# SET PROBLEM 1
Select every line in the rows that contains the string "eyeglasses".

# TEXT BLOCK
┌────────

Ferryhill Athletic
- Full name: Ferryhill Athletic Football Club
- Nickname: The Athletic
- Founded: 1921 2021
- Dissolved: 2006
- Ground: Dean Bank Recreation Park, Ferryhill, DL17 8PS
- Chairman: Chris Orton
- Manager: Kieron Richardson
- Coach: Paul Gillham, Mickey Seymour, Geoff Hugill
- League: Wearside League Division 1
| Home colours | Away colours | Third colours |

= Ferryhill Athletic F.C. =

English association football club

Ferryhill Athletic Football Club is an amateur association football club based in Ferryhill, County Durham, England. They are currently member of Wearside Football League, the eleventh tier of English football, and play at Dean Bank Recreation Ground.

The club was founded in 1921, and were the first competitive opponent of Sunderland. They joined the Palatine League and defeated Evenwood Town 5–1 in their first-ever league match and also won the Durham Amateur Cup after defeating Lambton Star in the finals.
In 1923–24 they were elected to join Northern Football League and finished second in their inaugural league season and won Durham Challenge Cup.

└────────

# SET PROBLEM 2
According to the Ferryhill Athletic text, which team did the club defeat 5–1 in its first-ever league match?

# GIVEN RECORDS
┌────────

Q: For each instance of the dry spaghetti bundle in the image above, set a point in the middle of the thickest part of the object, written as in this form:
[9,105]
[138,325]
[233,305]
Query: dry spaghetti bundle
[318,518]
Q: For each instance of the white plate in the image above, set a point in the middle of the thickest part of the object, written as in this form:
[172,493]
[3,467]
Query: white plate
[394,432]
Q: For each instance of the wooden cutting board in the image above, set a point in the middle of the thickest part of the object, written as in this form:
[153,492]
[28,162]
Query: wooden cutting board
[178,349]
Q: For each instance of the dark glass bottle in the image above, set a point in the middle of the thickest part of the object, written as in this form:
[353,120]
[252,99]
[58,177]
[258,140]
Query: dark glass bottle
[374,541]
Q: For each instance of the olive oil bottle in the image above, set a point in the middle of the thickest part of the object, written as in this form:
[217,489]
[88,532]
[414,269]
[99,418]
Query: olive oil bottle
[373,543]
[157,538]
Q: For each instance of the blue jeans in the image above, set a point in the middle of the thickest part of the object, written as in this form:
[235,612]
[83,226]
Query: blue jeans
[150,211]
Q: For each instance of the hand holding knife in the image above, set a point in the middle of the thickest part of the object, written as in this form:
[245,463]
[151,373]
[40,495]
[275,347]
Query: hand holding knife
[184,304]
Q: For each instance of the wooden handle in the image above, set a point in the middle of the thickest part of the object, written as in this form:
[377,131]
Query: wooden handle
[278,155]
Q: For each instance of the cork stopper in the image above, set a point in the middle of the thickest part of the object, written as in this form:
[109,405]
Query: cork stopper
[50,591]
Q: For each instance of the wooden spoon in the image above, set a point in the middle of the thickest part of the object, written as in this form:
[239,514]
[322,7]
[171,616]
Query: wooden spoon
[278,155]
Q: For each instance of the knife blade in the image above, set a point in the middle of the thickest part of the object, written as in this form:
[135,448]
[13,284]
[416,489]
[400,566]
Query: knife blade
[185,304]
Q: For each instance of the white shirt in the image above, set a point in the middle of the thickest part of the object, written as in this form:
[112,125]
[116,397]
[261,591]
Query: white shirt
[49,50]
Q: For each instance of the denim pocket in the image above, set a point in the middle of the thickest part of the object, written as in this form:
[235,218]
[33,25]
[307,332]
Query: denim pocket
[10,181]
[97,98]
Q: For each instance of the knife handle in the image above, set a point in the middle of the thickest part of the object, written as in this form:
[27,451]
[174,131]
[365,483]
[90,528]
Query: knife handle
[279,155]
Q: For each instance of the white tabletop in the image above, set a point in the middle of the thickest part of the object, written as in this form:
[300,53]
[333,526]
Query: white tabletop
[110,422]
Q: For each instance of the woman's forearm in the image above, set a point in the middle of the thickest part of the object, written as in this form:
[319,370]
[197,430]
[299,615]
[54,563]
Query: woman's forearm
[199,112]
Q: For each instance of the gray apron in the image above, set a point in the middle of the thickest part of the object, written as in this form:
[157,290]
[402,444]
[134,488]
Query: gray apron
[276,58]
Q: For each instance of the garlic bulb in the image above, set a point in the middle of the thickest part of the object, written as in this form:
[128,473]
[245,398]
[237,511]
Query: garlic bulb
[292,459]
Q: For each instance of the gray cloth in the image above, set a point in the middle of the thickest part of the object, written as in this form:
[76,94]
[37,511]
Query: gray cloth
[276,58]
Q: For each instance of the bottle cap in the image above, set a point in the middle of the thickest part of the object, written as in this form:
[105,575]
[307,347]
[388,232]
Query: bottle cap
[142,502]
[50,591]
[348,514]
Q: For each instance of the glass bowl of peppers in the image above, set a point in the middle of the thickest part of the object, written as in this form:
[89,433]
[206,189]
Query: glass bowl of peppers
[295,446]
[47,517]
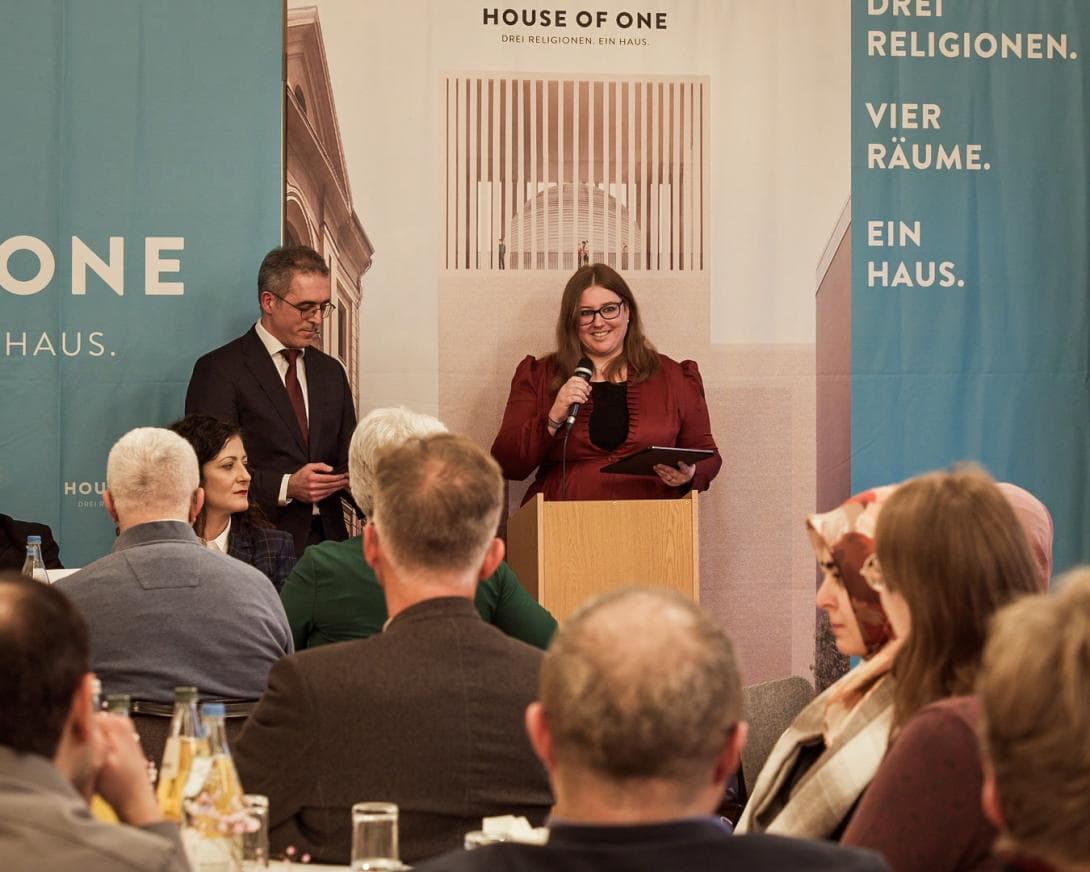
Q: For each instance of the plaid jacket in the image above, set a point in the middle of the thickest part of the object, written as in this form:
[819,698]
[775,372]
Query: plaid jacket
[273,552]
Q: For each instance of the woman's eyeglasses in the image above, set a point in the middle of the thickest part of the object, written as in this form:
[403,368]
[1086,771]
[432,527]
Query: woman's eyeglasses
[608,312]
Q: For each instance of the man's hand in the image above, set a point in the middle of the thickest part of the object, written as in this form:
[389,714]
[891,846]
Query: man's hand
[315,482]
[122,772]
[676,476]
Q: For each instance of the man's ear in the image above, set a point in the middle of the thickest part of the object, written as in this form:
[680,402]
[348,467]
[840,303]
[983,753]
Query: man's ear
[492,558]
[81,712]
[372,548]
[541,736]
[110,507]
[196,503]
[730,754]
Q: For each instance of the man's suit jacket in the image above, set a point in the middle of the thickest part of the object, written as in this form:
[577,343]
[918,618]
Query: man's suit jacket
[691,845]
[273,552]
[165,610]
[427,714]
[239,383]
[13,543]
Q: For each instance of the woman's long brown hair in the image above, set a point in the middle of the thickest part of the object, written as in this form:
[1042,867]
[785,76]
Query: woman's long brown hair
[951,545]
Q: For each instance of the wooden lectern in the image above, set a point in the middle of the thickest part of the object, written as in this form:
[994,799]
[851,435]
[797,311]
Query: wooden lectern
[567,552]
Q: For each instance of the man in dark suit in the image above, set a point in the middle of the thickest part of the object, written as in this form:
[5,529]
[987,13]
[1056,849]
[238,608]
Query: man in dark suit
[428,713]
[13,543]
[291,399]
[639,724]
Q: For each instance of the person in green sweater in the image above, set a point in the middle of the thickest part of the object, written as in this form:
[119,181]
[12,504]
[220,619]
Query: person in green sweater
[331,595]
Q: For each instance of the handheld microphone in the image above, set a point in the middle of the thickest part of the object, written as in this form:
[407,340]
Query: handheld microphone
[584,370]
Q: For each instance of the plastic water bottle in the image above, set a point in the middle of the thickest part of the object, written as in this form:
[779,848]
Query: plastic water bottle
[34,566]
[182,747]
[214,808]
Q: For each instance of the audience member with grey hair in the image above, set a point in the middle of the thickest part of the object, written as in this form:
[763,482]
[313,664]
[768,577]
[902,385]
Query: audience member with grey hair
[331,595]
[56,750]
[162,609]
[639,725]
[426,714]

└────────

# CORRECT OUTPUT 1
Q: For each instance of the woman's eyeglasses in the image above, set a point in the middle of the thickest part of the object, written as in this form:
Query: woman's eyeglasses

# CORRECT OUTPUT 2
Evenwood Town